Data for analysis: Begin

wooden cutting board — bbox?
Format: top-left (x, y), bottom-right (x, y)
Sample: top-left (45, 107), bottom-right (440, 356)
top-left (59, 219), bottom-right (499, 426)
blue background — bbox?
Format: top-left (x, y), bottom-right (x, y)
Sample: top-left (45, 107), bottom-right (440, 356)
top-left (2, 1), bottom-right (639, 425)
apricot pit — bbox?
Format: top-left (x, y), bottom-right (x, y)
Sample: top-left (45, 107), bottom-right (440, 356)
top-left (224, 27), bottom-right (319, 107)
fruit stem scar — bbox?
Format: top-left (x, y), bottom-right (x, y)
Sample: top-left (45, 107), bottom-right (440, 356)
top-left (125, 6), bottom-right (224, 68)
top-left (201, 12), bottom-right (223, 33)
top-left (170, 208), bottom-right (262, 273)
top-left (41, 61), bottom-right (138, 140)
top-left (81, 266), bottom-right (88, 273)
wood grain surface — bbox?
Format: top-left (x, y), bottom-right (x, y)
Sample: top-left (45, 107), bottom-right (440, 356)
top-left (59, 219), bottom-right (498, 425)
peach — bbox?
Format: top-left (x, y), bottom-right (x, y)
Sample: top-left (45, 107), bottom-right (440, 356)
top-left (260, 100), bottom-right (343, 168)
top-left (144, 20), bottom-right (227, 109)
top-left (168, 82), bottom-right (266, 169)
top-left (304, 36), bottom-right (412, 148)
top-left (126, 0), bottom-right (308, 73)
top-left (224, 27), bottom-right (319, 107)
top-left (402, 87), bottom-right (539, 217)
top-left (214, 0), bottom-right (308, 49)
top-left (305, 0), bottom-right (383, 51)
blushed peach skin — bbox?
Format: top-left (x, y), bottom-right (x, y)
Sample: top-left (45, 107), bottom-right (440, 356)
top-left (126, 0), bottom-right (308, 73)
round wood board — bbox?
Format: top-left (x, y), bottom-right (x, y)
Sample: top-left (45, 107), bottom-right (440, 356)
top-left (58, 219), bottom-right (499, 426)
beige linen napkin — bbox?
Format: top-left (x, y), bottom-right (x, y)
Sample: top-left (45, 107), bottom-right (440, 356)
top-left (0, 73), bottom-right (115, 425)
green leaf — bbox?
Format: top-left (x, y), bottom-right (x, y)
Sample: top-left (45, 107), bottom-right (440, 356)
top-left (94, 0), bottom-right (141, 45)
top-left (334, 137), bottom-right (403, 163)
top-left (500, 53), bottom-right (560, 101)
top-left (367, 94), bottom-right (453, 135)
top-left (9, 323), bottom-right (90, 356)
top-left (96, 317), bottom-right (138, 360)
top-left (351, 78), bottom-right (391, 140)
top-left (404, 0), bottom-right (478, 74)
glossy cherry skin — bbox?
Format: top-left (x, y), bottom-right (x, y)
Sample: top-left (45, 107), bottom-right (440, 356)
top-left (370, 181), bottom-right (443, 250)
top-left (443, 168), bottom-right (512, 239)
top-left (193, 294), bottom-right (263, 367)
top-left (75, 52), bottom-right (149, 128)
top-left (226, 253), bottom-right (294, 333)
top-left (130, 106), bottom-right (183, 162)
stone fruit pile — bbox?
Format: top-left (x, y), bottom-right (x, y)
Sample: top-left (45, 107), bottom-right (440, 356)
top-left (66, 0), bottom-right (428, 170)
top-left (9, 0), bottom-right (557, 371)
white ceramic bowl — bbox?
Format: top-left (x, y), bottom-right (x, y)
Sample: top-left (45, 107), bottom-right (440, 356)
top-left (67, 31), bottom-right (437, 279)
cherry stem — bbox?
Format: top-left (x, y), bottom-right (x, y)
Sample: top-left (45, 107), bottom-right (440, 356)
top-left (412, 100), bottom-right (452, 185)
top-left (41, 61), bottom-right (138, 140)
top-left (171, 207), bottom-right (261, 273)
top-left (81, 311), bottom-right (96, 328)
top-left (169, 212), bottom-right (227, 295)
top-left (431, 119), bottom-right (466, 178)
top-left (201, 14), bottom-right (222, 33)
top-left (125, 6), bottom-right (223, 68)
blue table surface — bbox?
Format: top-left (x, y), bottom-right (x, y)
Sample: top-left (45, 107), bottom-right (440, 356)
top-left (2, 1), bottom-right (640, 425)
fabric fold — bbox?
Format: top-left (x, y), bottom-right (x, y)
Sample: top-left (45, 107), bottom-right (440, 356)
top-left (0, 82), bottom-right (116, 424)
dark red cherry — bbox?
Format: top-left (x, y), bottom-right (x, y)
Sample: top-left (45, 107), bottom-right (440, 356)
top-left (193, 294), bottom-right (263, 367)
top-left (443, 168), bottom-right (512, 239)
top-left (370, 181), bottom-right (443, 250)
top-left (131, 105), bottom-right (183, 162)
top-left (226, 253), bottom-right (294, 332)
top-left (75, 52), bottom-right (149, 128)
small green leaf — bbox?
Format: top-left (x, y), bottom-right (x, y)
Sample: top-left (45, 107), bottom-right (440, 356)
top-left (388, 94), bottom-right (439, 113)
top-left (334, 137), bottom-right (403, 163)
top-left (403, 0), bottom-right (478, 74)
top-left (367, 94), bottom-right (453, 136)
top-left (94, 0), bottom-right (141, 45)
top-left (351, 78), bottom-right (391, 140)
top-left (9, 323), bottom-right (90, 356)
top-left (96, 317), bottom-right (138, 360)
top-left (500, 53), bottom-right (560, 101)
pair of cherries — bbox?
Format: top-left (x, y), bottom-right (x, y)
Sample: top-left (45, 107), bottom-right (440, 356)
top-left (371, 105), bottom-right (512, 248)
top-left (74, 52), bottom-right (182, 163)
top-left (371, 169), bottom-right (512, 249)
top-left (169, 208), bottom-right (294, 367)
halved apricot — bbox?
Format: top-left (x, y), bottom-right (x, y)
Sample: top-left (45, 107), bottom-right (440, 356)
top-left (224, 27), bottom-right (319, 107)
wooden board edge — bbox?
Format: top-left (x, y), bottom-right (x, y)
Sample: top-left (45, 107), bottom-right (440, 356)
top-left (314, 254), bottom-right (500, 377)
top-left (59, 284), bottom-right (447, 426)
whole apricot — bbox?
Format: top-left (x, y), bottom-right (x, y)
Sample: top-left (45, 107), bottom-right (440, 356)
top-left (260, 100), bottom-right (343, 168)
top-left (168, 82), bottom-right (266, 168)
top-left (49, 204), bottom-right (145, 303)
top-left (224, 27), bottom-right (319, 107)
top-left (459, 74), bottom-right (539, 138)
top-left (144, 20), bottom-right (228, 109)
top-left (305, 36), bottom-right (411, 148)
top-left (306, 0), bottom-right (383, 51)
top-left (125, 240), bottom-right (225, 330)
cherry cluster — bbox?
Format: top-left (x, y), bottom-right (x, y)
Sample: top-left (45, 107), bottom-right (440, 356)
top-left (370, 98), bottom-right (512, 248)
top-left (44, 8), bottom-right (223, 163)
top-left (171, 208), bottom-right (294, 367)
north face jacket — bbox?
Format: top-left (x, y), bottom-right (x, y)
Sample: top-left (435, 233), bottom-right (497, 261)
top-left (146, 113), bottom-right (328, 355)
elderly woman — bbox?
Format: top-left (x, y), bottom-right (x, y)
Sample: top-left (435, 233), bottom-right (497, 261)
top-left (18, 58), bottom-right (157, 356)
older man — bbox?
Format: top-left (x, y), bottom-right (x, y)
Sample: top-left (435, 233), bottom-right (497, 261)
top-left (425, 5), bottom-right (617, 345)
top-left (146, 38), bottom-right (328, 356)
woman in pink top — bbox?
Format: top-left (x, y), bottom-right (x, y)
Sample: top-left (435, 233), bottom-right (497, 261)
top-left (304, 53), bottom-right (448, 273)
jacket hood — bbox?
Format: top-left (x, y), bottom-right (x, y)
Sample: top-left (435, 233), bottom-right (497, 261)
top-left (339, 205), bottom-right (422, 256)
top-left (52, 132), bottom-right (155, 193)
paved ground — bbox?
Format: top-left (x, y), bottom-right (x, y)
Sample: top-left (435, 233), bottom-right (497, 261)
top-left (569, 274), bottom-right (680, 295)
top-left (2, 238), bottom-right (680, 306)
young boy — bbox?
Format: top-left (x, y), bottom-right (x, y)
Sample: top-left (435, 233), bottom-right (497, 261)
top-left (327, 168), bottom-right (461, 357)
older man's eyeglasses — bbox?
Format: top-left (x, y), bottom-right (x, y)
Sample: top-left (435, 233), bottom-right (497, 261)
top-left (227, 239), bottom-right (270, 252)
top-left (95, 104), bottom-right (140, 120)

Data for analysis: End

● **Instructions for the task**:
What lines above contain the word "board"? Return each such line.

● **Task output**:
wooden cutting board — bbox?
round wood board — bbox?
wooden board edge — bbox?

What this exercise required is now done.